Aunque a algunos les parezca irrisorio, sería bueno recordar que quienes cumplen en estos meses 60 años —y de ahí para abajo— crecieron leyendo esas historietas, en lugar del Pato Donald, el Ratón Mickey o Superman; así como viendo las películas que, en los veinte años siguientes, las convirtieron en cultura popular de todas las edades.
No en balde un crítico de cine ha afirmado que “el imaginario de mi generación acerca de nuestras primeras guerras de liberación cobró cuerpo en aquellas funciones de matinée donde las carcajadas no cesaban, antes que en esos severos manuales de historia de Cuba”.
Que la historia de las revoluciones de independencia y de los años 30, disponible antes y después de 1959, esté más entretenida en los animados que en la obra de los historiadores cubanos (Guerra, Portuondo, Ibarra, Tabares, Soto, Loyola, etc.) podría no ser tan insólito, sino lo más lógico, ya que ningún volumen de 300 páginas puede competir con una serie de muñequitos.
De hecho, resultaría una comparación levemente abusiva. Si con “manuales” se refiere solo a los libros de texto al uso en la enseñanza secundaria, sería un juicio crítico muy reiterado en los debates sobre la educación y la cultura.
Ahora bien, limitar el alcance de Elpidio a su contenido “patriótico-militar”, o calificar a los vampiros como “etnocentrismo blando”, de ese que intenta ponernos en el ombligo del mundo, no hace justicia a la complejidad de su trama. Tampoco a su condición de vaso comunicante con la historiografía existente sobre aquellas dos revoluciones y sus dramas, sus peripecias y resonancias más allá de la isla, que la han hecho parte viva y activa de la cultura cubana.
Asociar a esos animados o a esa historiografía con “la ortodoxia marxista” o con “la solemnidad castrense sobre la evolución del carácter cubano” resulta una generalización más que abusiva. Lo mismo que calificar los filmes de Elpidio como “un sistema de personajes repleto de carisma —dividido en dos bandos enfrentados (nativos vs. extranjeros, colonizados vs. colonizadores)”; o reducir “el litigio principal” al “enfrentamiento entre costumbres, hábitos y formas de pensar”.
Una de las claves que explica por qué muchos cubanos de credos distintos se reconocen en ese espejo es precisamente que no se ven idealizados. Y que junto a ellos, también resultan muy visibles otros cubanos no tan íntegros, ni chéveres, ni guapos, ni mucho menos patrióticos.
No se trata de la dicotomía colonizados vs. colonizadores; y mucho menos de simples contrastes culturales o “formas de pensar”. Sino de una historia de luchas sociales inseparables de la cultura nacional, que incluye comportamientos cívicos y políticos muy contradictorios.
Habría que empezar por aceptar, digamos, que en cultura nacional se incluyen nuestras enajenaciones. Como solía decir el filósofo abakuá Tato Quiñones, por ejemplo, el racismo. Así como la mentalidad colonial —podríamos añadir—, la adoración por todo lo estadounidense hasta el anexionismo; o el desprecio por la gente del campo (“palestinos” les dicen, como si carecieran del derecho a una parte de su territorio); o por quienes comparten barrios tildados de marginales (como si fueran nidos de delincuentes y no viveros de la cultura popular, las tradiciones, la música, el baile, las fes del pueblo), o por los gays y las personas con discapacidades, etcétera.
+++
- **CONSIGNA 1**
Según el fragmento sobre Elpidio, ¿qué ejemplo de enajenación solía mencionar el filósofo abakuá Tato Quiñones?
El fragmento y los registros son materiales independientes entre sí.

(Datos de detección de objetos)
+++
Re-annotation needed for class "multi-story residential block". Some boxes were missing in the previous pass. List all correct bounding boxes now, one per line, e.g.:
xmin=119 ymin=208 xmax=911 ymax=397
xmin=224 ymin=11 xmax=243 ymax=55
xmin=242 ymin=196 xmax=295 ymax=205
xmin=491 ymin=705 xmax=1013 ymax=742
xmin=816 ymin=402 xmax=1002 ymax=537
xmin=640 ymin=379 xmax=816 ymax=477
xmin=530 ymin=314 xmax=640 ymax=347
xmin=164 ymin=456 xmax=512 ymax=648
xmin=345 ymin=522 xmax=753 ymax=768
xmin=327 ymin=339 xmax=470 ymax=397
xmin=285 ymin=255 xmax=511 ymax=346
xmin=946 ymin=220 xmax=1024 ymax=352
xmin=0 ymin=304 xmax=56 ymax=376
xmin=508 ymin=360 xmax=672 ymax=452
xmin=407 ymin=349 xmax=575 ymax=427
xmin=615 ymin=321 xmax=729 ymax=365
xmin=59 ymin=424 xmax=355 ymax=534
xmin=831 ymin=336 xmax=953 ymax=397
+++
- **CONSIGNA 2**
Reescribe todos los registros sustituyendo "multi-story residential block" por "apartment building" y deja intacto todo lo demás.

- **RESPUESTA COMPLETA 1**
El racismo.

- **RESPUESTA COMPLETA 2**
Re-annotation needed for class "apartment building". Some boxes were missing in the previous pass. List all correct bounding boxes now, one per line, e.g.:
xmin=119 ymin=208 xmax=911 ymax=397
xmin=224 ymin=11 xmax=243 ymax=55
xmin=242 ymin=196 xmax=295 ymax=205
xmin=491 ymin=705 xmax=1013 ymax=742
xmin=816 ymin=402 xmax=1002 ymax=537
xmin=640 ymin=379 xmax=816 ymax=477
xmin=530 ymin=314 xmax=640 ymax=347
xmin=164 ymin=456 xmax=512 ymax=648
xmin=345 ymin=522 xmax=753 ymax=768
xmin=327 ymin=339 xmax=470 ymax=397
xmin=285 ymin=255 xmax=511 ymax=346
xmin=946 ymin=220 xmax=1024 ymax=352
xmin=0 ymin=304 xmax=56 ymax=376
xmin=508 ymin=360 xmax=672 ymax=452
xmin=407 ymin=349 xmax=575 ymax=427
xmin=615 ymin=321 xmax=729 ymax=365
xmin=59 ymin=424 xmax=355 ymax=534
xmin=831 ymin=336 xmax=953 ymax=397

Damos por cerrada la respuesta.